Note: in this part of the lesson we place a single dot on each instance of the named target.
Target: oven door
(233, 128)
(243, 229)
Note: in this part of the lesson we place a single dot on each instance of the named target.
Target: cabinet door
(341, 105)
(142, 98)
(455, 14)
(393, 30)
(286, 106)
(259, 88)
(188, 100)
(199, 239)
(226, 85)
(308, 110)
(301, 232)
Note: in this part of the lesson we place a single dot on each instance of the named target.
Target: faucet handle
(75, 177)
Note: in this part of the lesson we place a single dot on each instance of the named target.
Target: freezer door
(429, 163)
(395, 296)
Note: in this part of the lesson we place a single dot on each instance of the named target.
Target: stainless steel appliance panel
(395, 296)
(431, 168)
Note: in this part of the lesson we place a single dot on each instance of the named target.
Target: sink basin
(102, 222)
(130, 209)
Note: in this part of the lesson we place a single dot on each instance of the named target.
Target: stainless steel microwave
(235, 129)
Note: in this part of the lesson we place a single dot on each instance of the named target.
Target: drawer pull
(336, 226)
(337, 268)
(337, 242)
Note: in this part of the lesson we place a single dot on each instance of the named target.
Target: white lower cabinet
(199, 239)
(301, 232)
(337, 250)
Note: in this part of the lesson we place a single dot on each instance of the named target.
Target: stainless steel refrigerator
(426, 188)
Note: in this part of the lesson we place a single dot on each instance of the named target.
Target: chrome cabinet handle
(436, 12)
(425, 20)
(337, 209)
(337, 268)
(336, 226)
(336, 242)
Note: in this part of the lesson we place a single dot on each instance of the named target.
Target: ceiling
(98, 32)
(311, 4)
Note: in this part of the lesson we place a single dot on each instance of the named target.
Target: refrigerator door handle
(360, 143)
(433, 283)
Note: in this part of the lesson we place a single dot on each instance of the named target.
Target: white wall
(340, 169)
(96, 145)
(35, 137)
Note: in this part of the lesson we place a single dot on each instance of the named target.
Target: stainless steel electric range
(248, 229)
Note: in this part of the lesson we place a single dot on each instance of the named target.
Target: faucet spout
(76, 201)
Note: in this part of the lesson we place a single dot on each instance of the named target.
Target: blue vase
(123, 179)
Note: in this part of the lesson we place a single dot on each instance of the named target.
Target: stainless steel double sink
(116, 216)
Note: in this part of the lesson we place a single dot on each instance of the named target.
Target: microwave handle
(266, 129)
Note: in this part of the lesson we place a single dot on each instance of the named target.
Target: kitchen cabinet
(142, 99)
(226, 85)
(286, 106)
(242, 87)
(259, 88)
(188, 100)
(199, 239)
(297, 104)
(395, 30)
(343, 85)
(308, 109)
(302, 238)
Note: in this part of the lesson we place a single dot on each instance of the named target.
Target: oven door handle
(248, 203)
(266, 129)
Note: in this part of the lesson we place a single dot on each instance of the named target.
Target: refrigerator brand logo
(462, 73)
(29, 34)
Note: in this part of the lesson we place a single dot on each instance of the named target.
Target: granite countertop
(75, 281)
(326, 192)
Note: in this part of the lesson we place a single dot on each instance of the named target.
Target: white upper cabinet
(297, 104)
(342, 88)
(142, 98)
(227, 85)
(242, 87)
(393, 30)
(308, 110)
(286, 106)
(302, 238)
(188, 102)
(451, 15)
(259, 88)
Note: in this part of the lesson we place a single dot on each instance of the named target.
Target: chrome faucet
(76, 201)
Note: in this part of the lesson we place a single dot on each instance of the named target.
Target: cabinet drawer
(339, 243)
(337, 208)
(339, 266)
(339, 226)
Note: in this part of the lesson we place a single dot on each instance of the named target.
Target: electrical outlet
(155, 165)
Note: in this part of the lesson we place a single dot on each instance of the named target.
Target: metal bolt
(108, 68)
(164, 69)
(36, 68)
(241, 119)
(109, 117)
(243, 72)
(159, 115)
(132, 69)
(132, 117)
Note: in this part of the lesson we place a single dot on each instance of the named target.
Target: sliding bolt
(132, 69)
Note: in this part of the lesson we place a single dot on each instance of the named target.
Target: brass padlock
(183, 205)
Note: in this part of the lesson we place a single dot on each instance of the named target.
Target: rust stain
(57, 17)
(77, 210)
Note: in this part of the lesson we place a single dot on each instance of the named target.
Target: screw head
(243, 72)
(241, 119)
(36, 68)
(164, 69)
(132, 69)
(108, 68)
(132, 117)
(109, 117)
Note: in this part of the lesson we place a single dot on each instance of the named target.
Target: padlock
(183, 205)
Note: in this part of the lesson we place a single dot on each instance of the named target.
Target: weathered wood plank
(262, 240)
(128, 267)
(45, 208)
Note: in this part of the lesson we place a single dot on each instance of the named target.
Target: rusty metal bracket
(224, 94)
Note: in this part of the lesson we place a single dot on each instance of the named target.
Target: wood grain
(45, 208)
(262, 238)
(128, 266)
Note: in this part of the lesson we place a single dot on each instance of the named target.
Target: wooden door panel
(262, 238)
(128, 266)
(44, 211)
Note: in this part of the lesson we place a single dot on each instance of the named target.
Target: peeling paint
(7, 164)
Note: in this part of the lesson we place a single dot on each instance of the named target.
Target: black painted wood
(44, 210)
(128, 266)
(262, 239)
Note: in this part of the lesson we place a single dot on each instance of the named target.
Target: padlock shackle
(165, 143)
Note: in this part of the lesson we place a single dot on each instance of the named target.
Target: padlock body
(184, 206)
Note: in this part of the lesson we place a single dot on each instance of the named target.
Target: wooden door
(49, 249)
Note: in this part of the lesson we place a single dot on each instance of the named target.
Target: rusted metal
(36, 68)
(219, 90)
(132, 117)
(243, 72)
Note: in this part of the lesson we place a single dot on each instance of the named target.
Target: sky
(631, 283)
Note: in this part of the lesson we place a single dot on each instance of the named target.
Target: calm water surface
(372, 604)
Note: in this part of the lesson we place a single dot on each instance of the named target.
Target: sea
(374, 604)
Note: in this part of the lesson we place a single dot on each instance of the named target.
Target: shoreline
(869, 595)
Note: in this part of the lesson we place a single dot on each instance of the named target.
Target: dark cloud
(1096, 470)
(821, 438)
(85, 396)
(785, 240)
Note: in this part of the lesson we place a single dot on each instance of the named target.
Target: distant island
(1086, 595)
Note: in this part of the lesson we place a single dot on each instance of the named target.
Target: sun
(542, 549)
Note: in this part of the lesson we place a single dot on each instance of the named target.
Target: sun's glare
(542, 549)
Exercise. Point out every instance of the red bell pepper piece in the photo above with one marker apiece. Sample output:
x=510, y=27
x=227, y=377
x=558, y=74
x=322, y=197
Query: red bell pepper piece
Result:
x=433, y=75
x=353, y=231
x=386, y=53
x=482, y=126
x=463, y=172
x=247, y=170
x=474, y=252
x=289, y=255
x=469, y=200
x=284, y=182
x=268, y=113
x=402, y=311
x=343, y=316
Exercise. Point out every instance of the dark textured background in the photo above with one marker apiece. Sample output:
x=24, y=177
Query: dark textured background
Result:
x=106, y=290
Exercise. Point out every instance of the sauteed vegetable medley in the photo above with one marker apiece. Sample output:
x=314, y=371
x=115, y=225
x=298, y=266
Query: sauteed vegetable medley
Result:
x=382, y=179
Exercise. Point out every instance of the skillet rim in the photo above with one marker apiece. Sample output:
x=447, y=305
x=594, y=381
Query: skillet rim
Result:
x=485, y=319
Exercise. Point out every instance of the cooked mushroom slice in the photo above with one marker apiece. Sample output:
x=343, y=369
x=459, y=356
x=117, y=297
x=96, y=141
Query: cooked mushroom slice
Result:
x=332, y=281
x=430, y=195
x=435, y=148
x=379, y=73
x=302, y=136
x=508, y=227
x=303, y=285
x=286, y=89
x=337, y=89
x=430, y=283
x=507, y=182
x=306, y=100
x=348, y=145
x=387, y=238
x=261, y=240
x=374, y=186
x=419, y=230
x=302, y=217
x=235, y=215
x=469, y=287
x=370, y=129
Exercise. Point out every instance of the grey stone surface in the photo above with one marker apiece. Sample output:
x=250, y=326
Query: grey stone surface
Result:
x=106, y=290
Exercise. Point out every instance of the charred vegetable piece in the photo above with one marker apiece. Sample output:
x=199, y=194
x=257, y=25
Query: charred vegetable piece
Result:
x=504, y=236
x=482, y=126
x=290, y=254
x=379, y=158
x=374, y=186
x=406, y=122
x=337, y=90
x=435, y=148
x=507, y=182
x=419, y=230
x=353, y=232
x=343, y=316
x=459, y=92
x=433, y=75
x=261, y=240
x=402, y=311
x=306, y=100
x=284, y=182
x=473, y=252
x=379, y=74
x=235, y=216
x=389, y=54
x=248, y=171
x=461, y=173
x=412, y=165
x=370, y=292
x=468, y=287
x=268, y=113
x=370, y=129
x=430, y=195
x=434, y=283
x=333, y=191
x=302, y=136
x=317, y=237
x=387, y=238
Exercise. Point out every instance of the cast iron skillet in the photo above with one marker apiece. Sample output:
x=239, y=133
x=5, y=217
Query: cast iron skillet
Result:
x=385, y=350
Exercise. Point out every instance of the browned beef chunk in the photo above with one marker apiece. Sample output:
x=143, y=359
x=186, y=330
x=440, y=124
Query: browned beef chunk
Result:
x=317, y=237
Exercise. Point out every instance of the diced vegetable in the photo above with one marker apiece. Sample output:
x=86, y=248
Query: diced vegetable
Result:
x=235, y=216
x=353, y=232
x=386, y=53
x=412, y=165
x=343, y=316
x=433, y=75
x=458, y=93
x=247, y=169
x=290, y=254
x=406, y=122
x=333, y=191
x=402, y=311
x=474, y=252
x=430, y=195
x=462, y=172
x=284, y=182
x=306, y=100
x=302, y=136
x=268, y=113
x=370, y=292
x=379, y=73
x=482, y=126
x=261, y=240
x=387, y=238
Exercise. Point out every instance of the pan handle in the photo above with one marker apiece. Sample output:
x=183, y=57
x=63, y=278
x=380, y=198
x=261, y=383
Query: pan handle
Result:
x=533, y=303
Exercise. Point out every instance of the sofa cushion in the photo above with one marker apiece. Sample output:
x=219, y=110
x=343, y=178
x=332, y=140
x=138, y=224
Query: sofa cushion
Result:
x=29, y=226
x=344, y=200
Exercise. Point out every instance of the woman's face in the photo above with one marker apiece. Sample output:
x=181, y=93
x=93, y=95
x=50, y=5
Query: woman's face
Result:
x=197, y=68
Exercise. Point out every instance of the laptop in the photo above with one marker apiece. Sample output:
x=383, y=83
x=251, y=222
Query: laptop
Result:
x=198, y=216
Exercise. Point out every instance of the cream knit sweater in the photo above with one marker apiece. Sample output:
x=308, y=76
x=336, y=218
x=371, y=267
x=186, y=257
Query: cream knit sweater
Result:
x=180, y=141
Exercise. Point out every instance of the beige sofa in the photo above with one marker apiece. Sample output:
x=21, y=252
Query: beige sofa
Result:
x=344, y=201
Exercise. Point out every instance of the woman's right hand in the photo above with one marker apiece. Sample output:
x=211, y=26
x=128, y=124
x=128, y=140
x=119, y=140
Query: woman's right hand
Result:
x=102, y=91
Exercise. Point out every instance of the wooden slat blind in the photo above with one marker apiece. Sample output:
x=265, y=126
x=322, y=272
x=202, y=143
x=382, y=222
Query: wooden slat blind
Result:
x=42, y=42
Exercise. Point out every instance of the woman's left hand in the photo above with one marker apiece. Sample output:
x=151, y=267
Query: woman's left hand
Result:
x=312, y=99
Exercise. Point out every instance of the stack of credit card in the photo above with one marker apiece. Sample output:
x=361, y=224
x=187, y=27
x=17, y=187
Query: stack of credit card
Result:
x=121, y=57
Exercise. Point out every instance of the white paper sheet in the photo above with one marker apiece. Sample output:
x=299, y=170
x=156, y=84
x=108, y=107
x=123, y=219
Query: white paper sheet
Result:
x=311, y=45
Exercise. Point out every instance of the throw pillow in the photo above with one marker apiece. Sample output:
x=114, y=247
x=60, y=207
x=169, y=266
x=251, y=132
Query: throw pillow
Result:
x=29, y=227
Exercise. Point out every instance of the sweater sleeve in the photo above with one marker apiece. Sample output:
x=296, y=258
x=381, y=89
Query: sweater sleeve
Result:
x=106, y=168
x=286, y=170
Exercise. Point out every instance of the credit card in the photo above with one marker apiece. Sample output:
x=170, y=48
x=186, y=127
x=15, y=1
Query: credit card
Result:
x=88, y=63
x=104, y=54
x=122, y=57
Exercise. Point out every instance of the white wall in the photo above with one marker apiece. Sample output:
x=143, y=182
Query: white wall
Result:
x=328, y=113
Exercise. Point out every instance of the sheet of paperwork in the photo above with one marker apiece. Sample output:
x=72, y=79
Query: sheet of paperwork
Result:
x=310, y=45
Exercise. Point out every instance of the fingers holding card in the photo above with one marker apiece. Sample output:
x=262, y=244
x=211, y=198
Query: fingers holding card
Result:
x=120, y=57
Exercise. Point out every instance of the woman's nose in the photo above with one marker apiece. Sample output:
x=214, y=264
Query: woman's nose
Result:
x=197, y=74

About this exercise
Keep only the lines of the listing that contain the word "fingers", and copy them.

Solved problem
Exercise. Point out every instance of the fingers holding card in the photo above with one marker apiece. Sample output:
Query: fingers holding card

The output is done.